E tudo isso com o conflito entre Rússia e Ucrânia ainda acontecendo e após uma pandemia. Sim, o mundo anda tão complicado. Mas, infelizmente, não para o internauta médio brasileiro que vê a vida e a realidade como um Fla x Flu, ou um filme da Marvel, com heróis e vilões facilmente identificáveis e um “lado” para torcer. 

Esse maniqueísmo possivelmente foi ampliado durante os quatro anos de governo fascista que corroeu as instituições, retirou direitos e promoveu uma absurda e abstrata “guerra cultural” que, justamente, divide o mundo entre “bem” e “mal” (onde eles são o “bem”, claro) sem qualquer tipo de observação complexa. Para esse pessoal o mundo não é nada complicado já que eles têm respostas e verdades absolutas para tudo. Até hoje sigo o conselho de Hemingway, de sempre desconfiar de pessoas que acham que tudo é muito simples. Mas isso é tema para um outro texto.

(Itens de um conjunto de dados)
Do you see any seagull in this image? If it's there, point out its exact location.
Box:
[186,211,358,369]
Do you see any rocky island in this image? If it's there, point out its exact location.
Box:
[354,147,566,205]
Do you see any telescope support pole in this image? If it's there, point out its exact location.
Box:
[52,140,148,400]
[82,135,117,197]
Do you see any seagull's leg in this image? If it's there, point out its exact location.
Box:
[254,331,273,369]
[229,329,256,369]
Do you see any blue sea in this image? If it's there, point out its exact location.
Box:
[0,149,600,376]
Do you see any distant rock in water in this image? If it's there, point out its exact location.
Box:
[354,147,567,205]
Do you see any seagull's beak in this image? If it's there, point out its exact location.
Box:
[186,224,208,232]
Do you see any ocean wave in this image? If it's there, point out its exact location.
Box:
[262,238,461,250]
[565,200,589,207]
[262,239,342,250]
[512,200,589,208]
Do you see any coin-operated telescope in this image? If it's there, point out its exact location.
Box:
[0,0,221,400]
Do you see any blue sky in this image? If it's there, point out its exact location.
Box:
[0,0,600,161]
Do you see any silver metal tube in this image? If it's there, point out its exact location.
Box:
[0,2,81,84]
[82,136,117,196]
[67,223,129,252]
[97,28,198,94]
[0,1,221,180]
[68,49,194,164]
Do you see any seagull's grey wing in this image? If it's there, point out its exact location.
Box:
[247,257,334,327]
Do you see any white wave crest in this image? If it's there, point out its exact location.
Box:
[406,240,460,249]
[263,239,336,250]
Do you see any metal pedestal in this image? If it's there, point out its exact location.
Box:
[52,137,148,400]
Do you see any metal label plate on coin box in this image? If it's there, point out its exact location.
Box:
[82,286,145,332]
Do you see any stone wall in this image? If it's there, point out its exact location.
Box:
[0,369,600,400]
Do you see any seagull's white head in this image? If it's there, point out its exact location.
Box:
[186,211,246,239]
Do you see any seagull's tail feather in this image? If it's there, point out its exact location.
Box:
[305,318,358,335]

- Tarefa A -
No texto sobre o maniqueísmo do internauta brasileiro, de quem é o conselho de desconfiar de pessoas que acham que tudo é muito simples?
- Tarefa B -
Prossiga o texto sobre o maniqueísmo do internauta brasileiro a partir da última frase apresentada.

- Resposta A -
De Hemingway.

- Resposta B -
De resto, nos sobra esperar que ONU ou mais possivelmente EUA, Rússia e Europa, mais pela pressão do que pela vontade de seus governantes, negociem um cessar fogo. Sempre é bom lembrar também que numa guerra as maiores vítimas sempre são civis e gente inocente que jamais pegou em uma arma. Para citar outra canção de Renato Russo, “o senhor da guerra não gosta de crianças”. Esse deve, ou deveria, ser o prisma para criticarmos os conflitos bélicos sem paixões ou arrebatamento ideológico: evitar o derramamento de sangue inocente. Embora saibamos qual lado tem mais força e oprime o outro lado a mais tempo.

No mais, mesmo com o mundo complicado e a dificuldade em soluções coletivas, temos de celebrar as pequenas conquistas e alegrias do dia a dia, como na casa nova do casal de amigos. O próprio escritor israelense Amós Oz, dos meus preferidos, que conhecia bem a Faixa de Gaza, era pacifista e criticava o conflito entre os dois povos e a voracidade de Israel, afirmou uma vez em um ensaio que mesmo em meio à guerra é preciso beber café, olhar o pôr do sol, flertar com a moça na janela, enfim. Seria a paz em separado, como escreveu Hemingway no final de “Adeus às armas”. Enquanto esperamos, com algum pessimismo e ceticismo, a paz coletiva.